— SOURCE DOCUMENT —

Each party agrees to adhere to all applicable Federal Securities Laws.
(a) Representations by the Trust. The Trust represents that it is duly organized
and validly existing and that its shares are duly authorized for issuance in accordance
with applicable law. The Trust warrants that it will take all necessary steps to ensure
that it remains in good-standing.
(b) Representations by Beacon Hill. Beacon Hill represents that it is a services
company duly organized and in good standing under applicable law. Beacon Hill is a
wholly-owned subsidiary of a publicly-held company, as described in Schedule D, and hereby
notifies the Trust of such affiliation so that Trust can review and restrict applicable
portfolio trading policies as may be necessary under the 1940 Act. Beacon Hill shall
maintain a fidelity bond and an insurance policy with respect to errors and omissions
coverage in amounts that are appropriate in light of its duties and responsibilities
hereunder.
10. Indemnification.
(a) Each party (an “Indemnitor”) shall identify and hold harmless the other party, each of
such other party’s affiliated companies, and all directors, officers, employees and agents
of such other party (“Indemnified Parties”), against any and all losses, damages, or
liabilities or any pending or completed actions, claims, suits complaints or investigations
(including all reasonable expenses of litigation or arbitration), judgments, fines or
amounts paid in any settlement consented by the Indemnitor to which any Indemnified Party
may become subject to as a result or arising out of or relating to: (1) any negligent acts,
omissions, bad faith or willful misconduct in the performance of Indemnitor’s duties and
obligations hereunder; (2) any breach of the Indemnitor’s representations or warranties
contained in this Agreement; (3) Indemnitor’s failure to comply with any terms of this
Agreement; or (4) any action of an Indemnified Party, upon instructions believed in good
faith by the Indemnified Party to have been executed by a duly authorized officer or
representative of the Indemnitor.

— MATERIAL SUPPLIED —
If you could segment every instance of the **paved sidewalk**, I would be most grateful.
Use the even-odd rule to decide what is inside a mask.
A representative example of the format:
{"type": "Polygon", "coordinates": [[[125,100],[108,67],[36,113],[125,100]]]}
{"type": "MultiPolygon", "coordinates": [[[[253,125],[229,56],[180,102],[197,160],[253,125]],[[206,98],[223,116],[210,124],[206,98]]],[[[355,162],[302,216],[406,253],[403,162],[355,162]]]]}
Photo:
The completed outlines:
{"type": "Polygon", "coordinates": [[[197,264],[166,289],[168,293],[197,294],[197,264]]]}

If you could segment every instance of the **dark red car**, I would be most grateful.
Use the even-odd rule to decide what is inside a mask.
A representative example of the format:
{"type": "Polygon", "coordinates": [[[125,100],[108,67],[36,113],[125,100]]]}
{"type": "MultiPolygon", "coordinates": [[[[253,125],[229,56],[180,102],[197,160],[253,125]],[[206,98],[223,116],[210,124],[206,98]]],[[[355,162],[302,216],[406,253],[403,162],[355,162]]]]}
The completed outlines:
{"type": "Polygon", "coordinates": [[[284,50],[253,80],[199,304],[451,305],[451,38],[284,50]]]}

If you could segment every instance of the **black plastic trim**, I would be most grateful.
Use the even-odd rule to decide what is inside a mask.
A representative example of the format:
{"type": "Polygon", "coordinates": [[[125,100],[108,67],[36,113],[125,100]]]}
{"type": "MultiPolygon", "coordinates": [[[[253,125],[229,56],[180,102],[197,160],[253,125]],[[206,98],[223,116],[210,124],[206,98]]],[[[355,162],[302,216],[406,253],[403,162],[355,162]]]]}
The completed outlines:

— TASKS FOR THIS EXERCISE —
a) In the agreement excerpt, what two things must Beacon Hill maintain in amounts appropriate to its duties and responsibilities?
b) Decide whether each statement agrees with the agreement excerpt. Answer yes or no for each and quote the deciding words.
(i) The Trust represents that its shares are duly authorized for issuance.
(ii) Beacon Hill is a wholly-owned subsidiary of a privately held company.
(iii) The losses covered under indemnification include reasonable expenses of litigation or arbitration.

— TASK ANSWERS —
a) A fidelity bond and an insurance policy for errors and omissions coverage.

b)
(i) Yes: "its shares are duly authorized for issuance in accordance with applicable law"
(ii) No: "Beacon Hill is a wholly-owned subsidiary of a publicly-held company"
(iii) Yes: "(including all reasonable expenses of litigation or arbitration)"